Please transcribe the senator's remarks on the coronavirus response word for word, everything from "When asked to" down to "the American people.".

━━ Text shown

(CNSNews.com) – The Trump administration’s approach to combating the coronavirus is akin to saying, “take two aspirin and call us in the morning,” Sen. Richard Blumenthal (D-Conn.) said Tuesday.
In early February, the administration issued a travel ban on foreign nationals entering the U.S. who traveled to China in the past 14 days and imposed a mandatory 14-day quarantine for any U.S. citizen who recently traveled to China’s Hubei province – the epicenter of the outbreak, The Hill reported.
Blumenthal said that if travel bans were effective, he would support them.
“I think if travel bans have proven effective, I would favor them. Right now the administration’s approach is disastrously inadequate. The approach right now seems to be take two aspirin and call us in the morning. The supplemental is way below what’s needed to protect the American people against an outbreak,” the senator told reporters on Capitol Hill following a classified briefing on the coronavirus.
“There would be an outcry and uproar if the American people heard what we have been told, and I believe the administration has a real obligation to tell the American people what it is telling us behind closed doors,” Blumenthal said.
When asked to characterize the areas of concern that were raised during the briefing, he said, “The areas of my concern go to the preparedness, prevention, and other steps that need to be taken to protect the American people.
“Protection, preparedness, prevention all seem to be inadequate right now given my impression that an outbreak here - at least an increase in the number of cases – seems virtually inevitable. And I can give you my impressions, but I can’t tell you what I was told, which is really abhorrent,” the senator said.
Blumenthal said that the decision to make the briefing classified “is inexplicable and inexcusable” and he’s “at a loss to know why it is.”
When asked whether what he heard in the briefing was consistent with President Donald Trump’s assertion that the coronavirus is under control in the U.S., that people that have it are getting better, and they’re close to a vaccine, Blumenthal said, “There’s money in the supplemental for developing a vaccine.
“I hope we’re close to it, but there’s no factual evidence that in fact we are on the verge of discovering an effective vaccine, let alone making it available to the people who need it, and the numbers of cases right now is unchanged over recent days, but history tells us that outbreaks can occur very quickly,” the senator said.
“What is most alarming here is the spread to other countries – Iran, Italy, and countries that are seeing it in much larger numbers, and so the impression I have based on what I was told – it’s only my impression – is that we will see more outbreaks in this country,” he said.
“There was no indication that they have plans to seek more funding beyond the supplemental, the $2.5 billion. About $1.5 billion or around that amount as you know is going to develop a vaccine, but there are no specific plans to spend or ask for more money,” Blumenthal said.

━━━━
━━ Source data

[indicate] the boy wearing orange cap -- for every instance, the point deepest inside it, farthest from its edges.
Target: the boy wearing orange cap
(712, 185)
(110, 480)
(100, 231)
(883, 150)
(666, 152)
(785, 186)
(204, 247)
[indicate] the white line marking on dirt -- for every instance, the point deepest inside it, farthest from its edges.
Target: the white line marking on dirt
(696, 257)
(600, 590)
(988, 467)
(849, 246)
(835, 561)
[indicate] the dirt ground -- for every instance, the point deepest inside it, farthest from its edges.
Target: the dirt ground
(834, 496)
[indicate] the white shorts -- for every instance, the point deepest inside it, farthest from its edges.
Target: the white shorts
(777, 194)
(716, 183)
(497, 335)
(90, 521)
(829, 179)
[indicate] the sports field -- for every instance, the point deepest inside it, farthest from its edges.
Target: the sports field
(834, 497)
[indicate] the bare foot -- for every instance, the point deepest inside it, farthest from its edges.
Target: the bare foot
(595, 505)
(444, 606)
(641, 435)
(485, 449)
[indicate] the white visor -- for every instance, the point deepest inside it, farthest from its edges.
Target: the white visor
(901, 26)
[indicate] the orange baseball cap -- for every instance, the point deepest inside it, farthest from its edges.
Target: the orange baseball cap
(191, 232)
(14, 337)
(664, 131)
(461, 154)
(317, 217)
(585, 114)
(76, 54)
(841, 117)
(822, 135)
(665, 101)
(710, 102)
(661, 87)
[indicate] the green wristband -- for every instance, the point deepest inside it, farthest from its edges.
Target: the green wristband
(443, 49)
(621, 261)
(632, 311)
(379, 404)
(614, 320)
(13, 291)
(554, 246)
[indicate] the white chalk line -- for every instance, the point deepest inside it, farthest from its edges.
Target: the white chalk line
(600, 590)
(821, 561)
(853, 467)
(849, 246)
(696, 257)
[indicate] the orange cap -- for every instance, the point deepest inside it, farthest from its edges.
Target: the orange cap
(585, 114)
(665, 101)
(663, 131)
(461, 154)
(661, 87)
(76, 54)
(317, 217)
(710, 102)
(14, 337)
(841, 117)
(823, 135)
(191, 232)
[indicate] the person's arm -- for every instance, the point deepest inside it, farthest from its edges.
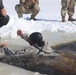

━━━━

#### Response area
When asked to characterize the areas of concern that were raised during the briefing, he said, “The areas of my concern go to the preparedness, prevention, and other steps that need to be taken to protect the American people.